#### [What is required]
Take the data below and extract the lines from the one with "Query: white window trim" to the one with "[(195, 377)]", inclusive, exactly as written.

#### [Exercise inputs]
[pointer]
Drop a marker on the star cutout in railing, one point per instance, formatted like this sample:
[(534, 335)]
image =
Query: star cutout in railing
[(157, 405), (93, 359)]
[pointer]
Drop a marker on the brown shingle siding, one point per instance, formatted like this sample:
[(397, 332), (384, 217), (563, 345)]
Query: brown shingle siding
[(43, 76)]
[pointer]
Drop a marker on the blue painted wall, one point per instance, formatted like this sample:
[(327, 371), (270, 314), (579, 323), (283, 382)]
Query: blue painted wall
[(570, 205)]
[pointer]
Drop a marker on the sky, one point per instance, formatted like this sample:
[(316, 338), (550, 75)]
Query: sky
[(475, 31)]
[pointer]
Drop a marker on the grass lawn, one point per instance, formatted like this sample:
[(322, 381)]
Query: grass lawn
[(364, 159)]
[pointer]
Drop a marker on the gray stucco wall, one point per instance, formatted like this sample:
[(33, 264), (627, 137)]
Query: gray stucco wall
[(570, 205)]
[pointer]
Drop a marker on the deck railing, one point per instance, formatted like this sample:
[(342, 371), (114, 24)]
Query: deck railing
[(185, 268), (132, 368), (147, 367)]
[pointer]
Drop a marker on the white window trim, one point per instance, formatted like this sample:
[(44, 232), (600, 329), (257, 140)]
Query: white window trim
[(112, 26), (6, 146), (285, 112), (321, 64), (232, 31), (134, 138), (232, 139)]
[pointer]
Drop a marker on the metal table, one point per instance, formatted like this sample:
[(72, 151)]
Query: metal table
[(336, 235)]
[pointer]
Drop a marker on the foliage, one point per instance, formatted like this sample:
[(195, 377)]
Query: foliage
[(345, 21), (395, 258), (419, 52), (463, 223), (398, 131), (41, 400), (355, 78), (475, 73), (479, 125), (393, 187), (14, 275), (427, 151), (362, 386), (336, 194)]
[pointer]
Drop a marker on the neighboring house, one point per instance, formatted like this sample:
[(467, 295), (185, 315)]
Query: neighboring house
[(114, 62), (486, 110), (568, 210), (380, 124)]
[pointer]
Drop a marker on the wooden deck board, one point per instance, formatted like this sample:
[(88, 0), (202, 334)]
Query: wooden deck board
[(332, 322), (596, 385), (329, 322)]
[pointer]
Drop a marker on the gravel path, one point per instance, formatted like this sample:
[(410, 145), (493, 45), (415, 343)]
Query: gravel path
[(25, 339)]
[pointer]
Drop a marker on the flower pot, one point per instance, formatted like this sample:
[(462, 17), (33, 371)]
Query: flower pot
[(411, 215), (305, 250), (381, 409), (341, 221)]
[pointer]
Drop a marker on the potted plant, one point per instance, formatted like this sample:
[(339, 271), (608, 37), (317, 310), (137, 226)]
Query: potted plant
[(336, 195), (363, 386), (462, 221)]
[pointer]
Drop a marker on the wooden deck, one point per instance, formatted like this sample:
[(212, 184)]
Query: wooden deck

#### [Output for this exercise]
Query: white window trim
[(112, 26), (6, 146), (285, 112), (321, 64), (232, 31), (134, 138), (232, 139)]
[pointer]
Drop a marker on the metal table, one point per instance, formatted like this sample:
[(72, 151)]
Query: metal table
[(336, 235)]
[pointer]
Drop a marker on the foliage, one point per instance, formatted like this sample:
[(195, 377)]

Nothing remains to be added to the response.